Written request 1 → Please swap "roof rack" for "luggage rack" in the entries from the first line up to and including the line with "199,247 -> 262,270", and give those lines again with nothing else changed.

Selection →

>> BEGIN

“We get regularly assigned that moniker and it doesn’t slow us down,” Terra said. “We had to start with the brick and work our way back. It’s still in progress.”
Terra, as an artist, doesn’t slow down either. His calendar notes 30 art shows a year across the country and during his self-dubbed “down month” of January, he still works in his studio to create ceramics, hang shelves and organize the Empty Bowls Project to raise funds for the Community Kitchen. Only a slight bout of the sniffles slowed him long enough for a little rest, and even then he multi-tasked by making a batch of homemade organic cookies while discussing his art and the Empty Bowls Project.
“I have my lists of tasks and it seems in the course of a day, I can get a lot of the tasks off the list,” Terra said. “Of course, spending time with my family is more interesting to me than spending time in the studio.”
To that end, Terra often finds himself in the studio during the overnight hours while his wife, Victoria, and daughter, Xan, sleep. Xan, 17, is homeschooled and is considering attending culinary school next year.
Throughout Terra’s career, his art has ranged from 7-by-20-foot paintings to stained glass to precious metalsmithing to pottery and ceramics.
“I have two styles of work that I constantly pursue and both of them have some specific emotional engagement,” he said. “What I do generally is more involved so that you revisit a piece. When you make things into art, the way you see it changes.”
He likened the changes in perception to how a book changes in meaning over time for a person. Perhaps someone read “The Tempest” as a high school student and only received the basic gist of the plot but then read it again at 25, 35, 45 and 55 and saw deeper meanings as perceptions of the world changed.

>> END

Supplied records →
>> BEGIN

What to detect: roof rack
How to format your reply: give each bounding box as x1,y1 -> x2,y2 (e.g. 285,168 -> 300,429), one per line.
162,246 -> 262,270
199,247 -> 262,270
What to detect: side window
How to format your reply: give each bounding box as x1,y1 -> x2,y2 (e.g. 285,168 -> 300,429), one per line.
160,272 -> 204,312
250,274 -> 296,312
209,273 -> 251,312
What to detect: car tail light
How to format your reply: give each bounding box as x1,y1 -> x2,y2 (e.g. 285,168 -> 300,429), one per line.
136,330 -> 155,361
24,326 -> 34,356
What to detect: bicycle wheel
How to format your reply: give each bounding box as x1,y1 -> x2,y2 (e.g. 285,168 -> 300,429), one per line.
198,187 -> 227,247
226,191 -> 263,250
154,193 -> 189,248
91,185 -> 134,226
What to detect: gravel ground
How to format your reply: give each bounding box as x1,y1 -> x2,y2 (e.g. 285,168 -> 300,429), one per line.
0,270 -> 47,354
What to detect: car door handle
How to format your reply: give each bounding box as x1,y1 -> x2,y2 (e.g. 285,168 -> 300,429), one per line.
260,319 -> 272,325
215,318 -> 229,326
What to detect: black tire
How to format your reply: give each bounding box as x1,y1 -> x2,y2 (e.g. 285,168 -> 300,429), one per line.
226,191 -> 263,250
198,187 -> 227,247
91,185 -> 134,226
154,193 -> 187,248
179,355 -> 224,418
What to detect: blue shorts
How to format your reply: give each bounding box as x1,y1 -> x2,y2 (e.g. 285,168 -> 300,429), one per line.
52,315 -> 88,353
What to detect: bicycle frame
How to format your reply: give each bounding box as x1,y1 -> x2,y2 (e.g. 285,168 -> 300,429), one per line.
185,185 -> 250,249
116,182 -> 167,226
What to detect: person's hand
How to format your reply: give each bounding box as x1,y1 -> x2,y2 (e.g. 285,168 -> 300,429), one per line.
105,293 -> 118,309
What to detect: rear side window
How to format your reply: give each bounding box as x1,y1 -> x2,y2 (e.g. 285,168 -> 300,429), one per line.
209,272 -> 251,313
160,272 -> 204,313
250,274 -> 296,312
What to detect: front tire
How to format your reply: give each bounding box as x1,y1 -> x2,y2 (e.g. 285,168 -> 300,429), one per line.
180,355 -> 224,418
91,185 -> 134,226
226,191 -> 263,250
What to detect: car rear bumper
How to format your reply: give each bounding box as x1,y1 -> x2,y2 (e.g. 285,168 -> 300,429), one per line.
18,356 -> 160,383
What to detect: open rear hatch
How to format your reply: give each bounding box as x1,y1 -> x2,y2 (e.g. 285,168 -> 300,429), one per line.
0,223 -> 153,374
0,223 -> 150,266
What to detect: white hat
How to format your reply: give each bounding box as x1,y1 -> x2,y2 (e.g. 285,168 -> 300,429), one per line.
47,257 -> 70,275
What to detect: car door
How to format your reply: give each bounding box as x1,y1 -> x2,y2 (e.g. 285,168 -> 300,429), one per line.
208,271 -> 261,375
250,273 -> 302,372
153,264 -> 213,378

>> END

Written request 2 → List the kinds of art the text about Terra says his career has ranged across.

Solution 1 →
What to detect: luggage rack
How to format your reply: give each bounding box as x1,y1 -> x2,y2 (e.g. 285,168 -> 300,429), one per line.
162,246 -> 262,270
199,247 -> 262,270

Solution 2 →
- 7-by-20-foot paintings
- stained glass
- precious metalsmithing
- pottery
- ceramics